======== Texte source ========

Acteur influent de la diplomatie sportive, il est devenu, en succédant à Jean Todt en décembre dernier, le premier non-européen à présider la Fédération internationale de l'automobile (FIA). À l’orée d’une nouvelle saison très attendue, découvrez Mohammed Ben Sulayem, l'homme qui veut changer la Formule 1.
De par leur politique de diversification d’investissements, les Émirats arabes unis ont préparé l’après-Pétrole bien avant leurs voisins en utilisant la diplomatie sportive comme levier, à travers le sponsoring puis l’organisation d’évènements sportifs d’envergure mondiale.
Derrière Khaldoon Al Mubarak (président de Manchester City depuis 2008 et notamment PDG du Abu Dhabi Executive Affairs Authority et du groupe financier « Mubadala »), Mohammed Ben Sulayem est l’un des hommes ayant œuvré, dans le cadre de cette politique, pour l’attribution du Grand Prix de Formule 1 à Abu Dhabi en 2009, après avoir contribué à bâtir le Dubaï Autodrome en 2005.
Entrepreneur très discret, ayant notamment lancé la franchise Hard Rock Cafe aux Émirats, Ben Sulayem est surtout un grand amateur de sports mécaniques, connu pour être proche des plus grands pilotes de Formule 1 qu’il fréquente du temps où il occupait la fonction de vice-président du World Motor Sport Council. Karim Tarhouni, journaliste à Abu Dhabi Sports Channels, basé aux Émirats arabes unis, nous a accordé ce témoignage sur l’actuel homme fort de la Formule 1 :
« Ami intime notamment de Michael Schumacher et de Kimi Räikkönen (qu’il avait accueilli chez lui pour les tests de la Mercedes S95 AMG au Dubaï Autodrome), Mohammed Ben Sulayem a énormément oeuvré pour qu’un pays du Moyen-Orient puisse un jour accueillir un Grand Prix de F1. Il avait d’abord souhaité que Dubaï obtienne cette primeur, puis son rêve s’est concrétisé au Bahreïn avec le circuit de Sakhir. J’étais avec lui en 2004 pour accueillir son ami Schumacher, du temps où je travaillais pour Dubaï Sports. Ce profil enthousiaste et très promoteur voulait toujours valoriser les compétences arabes, même si l’interview de Schumacher ne s’est finalement pas faite (rires) »

======== Extrait de données ========

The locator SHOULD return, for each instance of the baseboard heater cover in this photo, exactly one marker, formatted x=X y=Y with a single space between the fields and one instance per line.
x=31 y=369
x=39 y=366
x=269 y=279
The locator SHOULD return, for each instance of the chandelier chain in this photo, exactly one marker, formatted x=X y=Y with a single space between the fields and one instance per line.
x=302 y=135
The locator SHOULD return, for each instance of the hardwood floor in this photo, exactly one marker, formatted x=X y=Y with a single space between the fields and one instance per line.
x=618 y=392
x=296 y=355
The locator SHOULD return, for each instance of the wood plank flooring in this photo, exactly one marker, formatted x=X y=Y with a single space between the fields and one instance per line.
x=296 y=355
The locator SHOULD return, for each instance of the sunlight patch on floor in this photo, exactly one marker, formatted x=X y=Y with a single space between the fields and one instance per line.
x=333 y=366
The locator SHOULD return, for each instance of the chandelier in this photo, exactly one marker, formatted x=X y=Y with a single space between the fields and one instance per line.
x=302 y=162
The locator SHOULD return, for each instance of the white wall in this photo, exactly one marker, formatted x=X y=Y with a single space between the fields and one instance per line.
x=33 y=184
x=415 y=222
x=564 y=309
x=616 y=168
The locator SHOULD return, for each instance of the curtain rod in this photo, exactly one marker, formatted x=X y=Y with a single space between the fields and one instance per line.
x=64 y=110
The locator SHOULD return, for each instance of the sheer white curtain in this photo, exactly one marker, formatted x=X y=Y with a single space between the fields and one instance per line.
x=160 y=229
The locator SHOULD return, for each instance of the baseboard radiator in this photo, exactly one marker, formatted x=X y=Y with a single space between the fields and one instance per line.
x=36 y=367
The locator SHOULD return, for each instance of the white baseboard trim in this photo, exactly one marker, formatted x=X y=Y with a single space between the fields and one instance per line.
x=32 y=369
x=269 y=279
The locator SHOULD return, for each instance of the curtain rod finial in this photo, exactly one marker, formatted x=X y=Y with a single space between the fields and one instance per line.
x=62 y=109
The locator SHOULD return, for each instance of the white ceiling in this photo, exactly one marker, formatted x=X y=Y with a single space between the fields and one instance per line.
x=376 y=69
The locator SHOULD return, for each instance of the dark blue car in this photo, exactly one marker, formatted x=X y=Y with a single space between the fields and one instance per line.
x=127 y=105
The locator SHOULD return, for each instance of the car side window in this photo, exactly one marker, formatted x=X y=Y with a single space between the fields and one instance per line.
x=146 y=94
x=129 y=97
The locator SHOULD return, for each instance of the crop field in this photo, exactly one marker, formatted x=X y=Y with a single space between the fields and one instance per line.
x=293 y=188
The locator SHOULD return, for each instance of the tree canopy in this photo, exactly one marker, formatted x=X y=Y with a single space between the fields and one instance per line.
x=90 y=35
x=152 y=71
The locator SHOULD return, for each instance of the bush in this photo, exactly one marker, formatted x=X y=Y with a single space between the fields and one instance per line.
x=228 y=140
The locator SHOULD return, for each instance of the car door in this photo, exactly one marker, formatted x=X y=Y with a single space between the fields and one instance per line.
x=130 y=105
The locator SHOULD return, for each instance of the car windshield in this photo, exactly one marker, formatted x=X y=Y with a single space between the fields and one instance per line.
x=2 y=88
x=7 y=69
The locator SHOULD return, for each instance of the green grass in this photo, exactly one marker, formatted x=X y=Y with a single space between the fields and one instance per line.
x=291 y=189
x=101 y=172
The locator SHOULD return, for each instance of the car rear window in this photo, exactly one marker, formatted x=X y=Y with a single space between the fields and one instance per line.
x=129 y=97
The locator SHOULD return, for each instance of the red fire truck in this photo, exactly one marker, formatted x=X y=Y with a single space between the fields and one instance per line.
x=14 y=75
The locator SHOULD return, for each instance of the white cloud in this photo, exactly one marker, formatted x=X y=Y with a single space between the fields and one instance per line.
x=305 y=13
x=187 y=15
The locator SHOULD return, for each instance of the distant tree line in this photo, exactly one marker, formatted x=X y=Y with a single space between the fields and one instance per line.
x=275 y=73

========
======== Extrait de données ========

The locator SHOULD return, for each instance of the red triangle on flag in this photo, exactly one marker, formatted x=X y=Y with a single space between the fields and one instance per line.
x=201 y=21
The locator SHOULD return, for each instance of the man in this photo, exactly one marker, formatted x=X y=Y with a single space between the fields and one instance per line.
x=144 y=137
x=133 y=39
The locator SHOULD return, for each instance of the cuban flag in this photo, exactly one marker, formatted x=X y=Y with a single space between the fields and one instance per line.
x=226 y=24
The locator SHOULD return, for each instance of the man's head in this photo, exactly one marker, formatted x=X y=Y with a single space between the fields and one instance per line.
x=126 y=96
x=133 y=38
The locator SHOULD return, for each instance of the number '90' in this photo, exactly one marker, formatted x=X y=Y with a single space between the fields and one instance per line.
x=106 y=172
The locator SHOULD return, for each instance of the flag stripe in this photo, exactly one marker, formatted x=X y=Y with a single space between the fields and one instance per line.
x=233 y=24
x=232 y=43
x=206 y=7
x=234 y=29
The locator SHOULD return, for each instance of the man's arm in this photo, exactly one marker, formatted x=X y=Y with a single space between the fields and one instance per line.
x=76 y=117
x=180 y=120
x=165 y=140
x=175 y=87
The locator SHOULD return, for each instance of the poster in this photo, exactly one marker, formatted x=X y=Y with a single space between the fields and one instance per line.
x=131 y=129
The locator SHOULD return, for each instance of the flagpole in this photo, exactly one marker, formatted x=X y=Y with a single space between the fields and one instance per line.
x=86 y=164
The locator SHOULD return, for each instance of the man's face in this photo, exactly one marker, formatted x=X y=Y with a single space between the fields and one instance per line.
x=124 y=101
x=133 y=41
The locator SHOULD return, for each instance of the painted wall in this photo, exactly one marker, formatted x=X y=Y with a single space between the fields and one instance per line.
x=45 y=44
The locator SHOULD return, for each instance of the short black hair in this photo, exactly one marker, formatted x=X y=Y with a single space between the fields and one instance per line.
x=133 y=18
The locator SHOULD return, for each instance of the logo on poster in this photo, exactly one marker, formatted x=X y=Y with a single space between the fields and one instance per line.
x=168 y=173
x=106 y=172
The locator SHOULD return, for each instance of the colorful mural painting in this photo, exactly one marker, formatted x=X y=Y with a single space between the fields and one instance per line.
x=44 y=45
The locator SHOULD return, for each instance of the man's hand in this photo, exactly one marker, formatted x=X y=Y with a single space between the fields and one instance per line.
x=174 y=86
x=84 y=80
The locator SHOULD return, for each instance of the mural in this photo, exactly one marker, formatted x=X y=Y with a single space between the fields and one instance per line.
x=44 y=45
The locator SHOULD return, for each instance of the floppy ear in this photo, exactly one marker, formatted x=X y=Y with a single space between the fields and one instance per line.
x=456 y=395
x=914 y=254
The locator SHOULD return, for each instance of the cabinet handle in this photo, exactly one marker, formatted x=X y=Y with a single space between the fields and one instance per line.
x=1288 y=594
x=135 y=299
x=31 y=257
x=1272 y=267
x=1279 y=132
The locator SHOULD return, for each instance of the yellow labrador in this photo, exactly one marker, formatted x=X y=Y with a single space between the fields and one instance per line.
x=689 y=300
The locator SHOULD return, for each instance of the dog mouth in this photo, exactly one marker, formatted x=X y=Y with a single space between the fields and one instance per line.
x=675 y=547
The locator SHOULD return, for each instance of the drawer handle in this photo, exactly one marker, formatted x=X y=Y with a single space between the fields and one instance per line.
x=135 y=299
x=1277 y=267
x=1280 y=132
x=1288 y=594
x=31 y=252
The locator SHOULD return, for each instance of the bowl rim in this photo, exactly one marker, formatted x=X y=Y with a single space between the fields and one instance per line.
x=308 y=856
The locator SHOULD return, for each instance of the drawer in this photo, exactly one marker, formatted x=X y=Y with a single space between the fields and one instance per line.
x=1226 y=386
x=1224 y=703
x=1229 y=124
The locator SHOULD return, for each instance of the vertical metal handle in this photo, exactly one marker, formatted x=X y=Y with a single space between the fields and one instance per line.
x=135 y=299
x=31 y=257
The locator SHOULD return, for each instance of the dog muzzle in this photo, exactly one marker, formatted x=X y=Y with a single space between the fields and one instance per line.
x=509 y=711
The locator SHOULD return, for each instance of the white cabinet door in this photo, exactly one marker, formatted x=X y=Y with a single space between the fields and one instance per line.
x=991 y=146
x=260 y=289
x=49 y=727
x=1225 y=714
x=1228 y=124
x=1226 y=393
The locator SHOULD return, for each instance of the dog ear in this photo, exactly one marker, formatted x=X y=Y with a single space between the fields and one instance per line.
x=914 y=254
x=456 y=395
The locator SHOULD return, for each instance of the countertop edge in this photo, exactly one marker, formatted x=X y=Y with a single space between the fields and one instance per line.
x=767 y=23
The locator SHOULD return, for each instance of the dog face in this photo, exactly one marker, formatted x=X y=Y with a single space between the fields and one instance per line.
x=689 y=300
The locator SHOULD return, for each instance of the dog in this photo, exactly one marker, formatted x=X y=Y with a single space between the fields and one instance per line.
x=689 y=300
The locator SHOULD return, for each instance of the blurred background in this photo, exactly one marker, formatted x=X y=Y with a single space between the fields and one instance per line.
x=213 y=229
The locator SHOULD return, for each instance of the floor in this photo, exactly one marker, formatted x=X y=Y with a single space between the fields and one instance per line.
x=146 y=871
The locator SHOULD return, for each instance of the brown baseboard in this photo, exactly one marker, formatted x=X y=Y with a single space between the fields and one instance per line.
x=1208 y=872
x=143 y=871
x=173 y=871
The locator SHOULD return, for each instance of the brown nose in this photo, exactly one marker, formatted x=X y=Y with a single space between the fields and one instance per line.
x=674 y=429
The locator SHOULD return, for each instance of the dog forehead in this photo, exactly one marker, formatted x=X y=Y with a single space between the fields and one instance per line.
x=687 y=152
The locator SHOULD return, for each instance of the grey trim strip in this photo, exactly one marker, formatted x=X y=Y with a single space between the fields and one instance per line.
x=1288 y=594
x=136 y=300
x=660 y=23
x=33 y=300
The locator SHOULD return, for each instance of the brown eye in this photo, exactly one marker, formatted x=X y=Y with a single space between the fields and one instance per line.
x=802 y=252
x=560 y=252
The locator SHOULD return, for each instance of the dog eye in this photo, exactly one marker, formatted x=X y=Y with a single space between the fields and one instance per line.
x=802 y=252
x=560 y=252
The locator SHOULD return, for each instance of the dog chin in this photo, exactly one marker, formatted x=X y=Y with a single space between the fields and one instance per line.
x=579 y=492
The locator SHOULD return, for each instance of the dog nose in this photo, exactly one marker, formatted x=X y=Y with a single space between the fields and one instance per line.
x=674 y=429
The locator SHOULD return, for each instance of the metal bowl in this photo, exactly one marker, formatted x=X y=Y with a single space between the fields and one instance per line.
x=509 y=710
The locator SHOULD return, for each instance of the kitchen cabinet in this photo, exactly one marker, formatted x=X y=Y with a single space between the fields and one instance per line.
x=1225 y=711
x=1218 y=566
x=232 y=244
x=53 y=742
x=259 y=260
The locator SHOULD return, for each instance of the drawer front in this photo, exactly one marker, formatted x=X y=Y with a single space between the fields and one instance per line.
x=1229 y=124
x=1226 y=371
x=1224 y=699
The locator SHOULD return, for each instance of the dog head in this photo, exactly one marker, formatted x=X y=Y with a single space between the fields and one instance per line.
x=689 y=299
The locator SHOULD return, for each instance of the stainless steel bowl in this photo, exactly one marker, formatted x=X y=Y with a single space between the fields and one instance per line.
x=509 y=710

========

Consignes:
A. Répondez aux questions suivantes d'après le texte sur Mohammed Ben Sulayem :
(i) À qui a-t-il succédé à la présidence de la FIA ?
(ii) En quelle année le Dubaï Autodrome a-t-il été bâti ?
(iii) Pour quel média Karim Tarhouni est-il journaliste ?
B. Pouvez-vous recopier sans rien changer le passage du texte sur Mohammed Ben Sulayem commençant par « Acteur influent de » et se poursuivant jusqu'à « la Formule 1. » ?

Réponses attendues:
A.
(i) Jean Todt
(ii) 2005
(iii) Abu Dhabi Sports Channels

B.
Acteur influent de la diplomatie sportive, il est devenu, en succédant à Jean Todt en décembre dernier, le premier non-européen à présider la Fédération internationale de l'automobile (FIA). À l’orée d’une nouvelle saison très attendue, découvrez Mohammed Ben Sulayem, l'homme qui veut changer la Formule 1.